▶ What to produce
Nothing outside the range is wanted. Repeat exactly the lines below from the one with "Locate a point on each instance of the wooden" through the one with "Locate a point on each instance of the curtain".

[Opening Source material section]

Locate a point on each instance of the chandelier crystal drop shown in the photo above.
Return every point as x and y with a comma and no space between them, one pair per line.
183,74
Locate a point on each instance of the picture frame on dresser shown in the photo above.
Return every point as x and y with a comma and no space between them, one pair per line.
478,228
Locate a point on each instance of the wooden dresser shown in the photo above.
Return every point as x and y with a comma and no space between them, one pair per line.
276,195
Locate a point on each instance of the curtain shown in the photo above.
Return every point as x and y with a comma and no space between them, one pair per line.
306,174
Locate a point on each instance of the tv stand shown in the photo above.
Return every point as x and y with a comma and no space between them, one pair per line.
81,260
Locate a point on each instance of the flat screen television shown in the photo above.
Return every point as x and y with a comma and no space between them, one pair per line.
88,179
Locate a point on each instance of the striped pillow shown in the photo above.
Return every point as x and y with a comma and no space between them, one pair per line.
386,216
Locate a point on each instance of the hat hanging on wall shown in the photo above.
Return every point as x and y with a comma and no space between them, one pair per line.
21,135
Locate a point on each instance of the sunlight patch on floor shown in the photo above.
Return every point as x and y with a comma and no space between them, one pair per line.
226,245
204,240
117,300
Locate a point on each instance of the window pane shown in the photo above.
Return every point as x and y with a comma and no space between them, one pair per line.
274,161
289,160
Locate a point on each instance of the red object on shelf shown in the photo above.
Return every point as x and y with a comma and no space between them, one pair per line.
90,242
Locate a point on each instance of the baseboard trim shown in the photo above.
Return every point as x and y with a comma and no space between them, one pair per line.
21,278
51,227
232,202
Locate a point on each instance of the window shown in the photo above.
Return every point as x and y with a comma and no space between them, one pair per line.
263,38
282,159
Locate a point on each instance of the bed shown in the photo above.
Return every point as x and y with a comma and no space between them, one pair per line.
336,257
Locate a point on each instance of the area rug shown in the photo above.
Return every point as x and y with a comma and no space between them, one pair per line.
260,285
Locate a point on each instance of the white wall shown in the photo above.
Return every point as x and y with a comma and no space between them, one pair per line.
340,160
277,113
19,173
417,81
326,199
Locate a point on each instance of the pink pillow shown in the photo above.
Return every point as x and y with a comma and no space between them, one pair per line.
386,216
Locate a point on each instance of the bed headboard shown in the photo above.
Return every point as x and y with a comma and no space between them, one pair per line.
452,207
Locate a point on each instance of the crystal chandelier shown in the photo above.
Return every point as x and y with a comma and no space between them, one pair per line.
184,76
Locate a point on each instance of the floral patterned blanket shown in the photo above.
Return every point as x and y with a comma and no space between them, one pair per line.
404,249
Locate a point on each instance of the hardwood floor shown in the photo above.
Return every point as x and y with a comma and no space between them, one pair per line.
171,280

[Closing Source material section]

▶ Exercise solution
Locate a point on each instance of the wooden dresser shown in the photo above.
Return every point as x and y with a comma and no space between them, one pair per line.
276,195
Locate a point on each instance of the curtain shown in the photo above.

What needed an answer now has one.